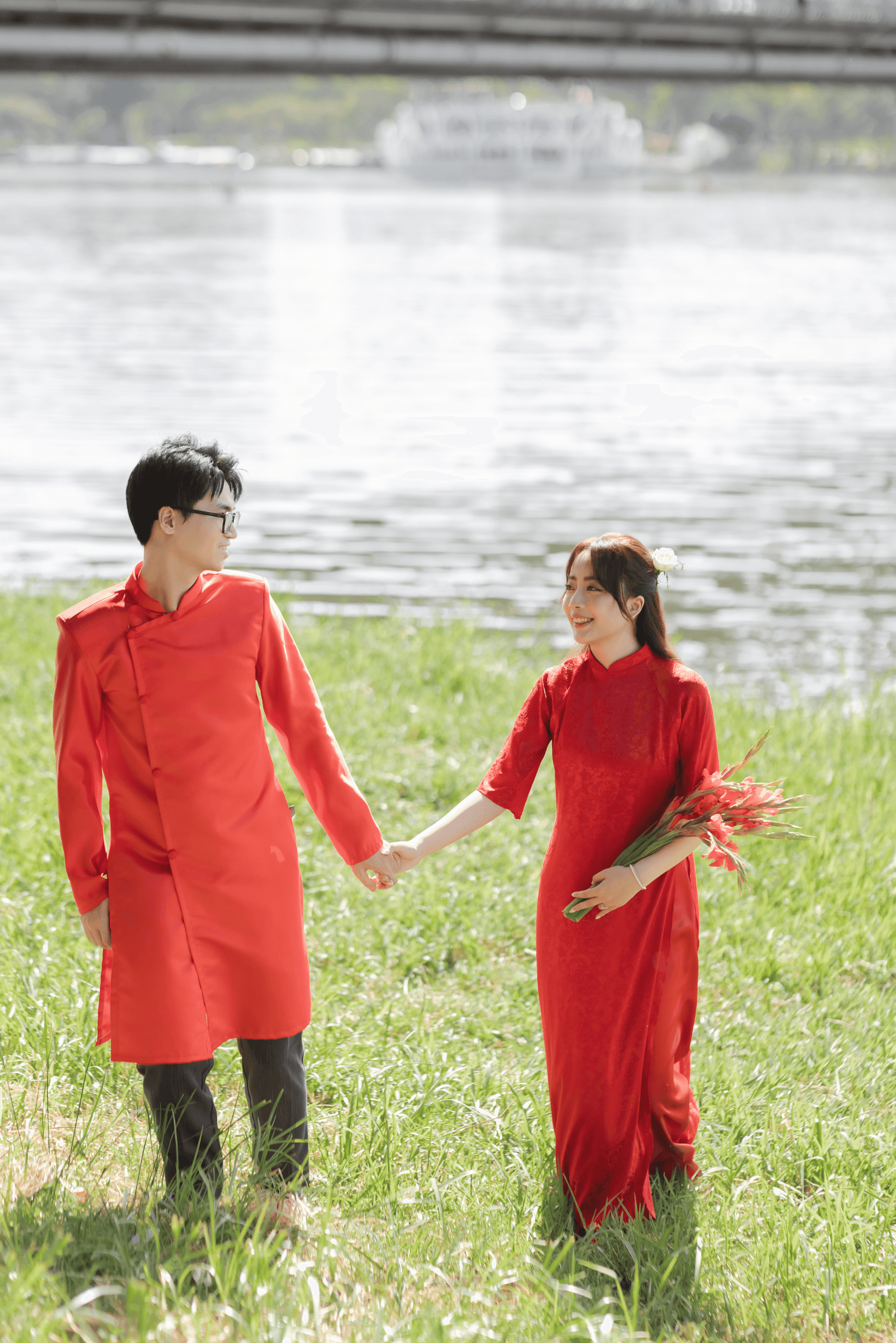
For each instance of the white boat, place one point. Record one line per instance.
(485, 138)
*-*-*
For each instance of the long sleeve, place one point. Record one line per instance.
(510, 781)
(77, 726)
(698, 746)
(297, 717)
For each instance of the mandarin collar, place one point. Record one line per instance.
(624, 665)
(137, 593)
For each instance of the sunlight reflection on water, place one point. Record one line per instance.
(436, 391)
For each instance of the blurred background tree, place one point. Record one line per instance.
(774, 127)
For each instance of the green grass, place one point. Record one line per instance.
*-*-*
• [EXERCISE DESCRIPTION] Copy out again, word for word, the rows from the one containing "For each instance of the sunlight" through the one containing "For each instance of the green", including both of those rows.

• [WRITTEN REPLY]
For each instance of the sunlight reflection on water, place one point. Record one line per instance.
(436, 391)
For each instance of the blurred background tree, place one point. Record one line per instance.
(774, 127)
For each instance of the green grass, place one point. Record one line per instance.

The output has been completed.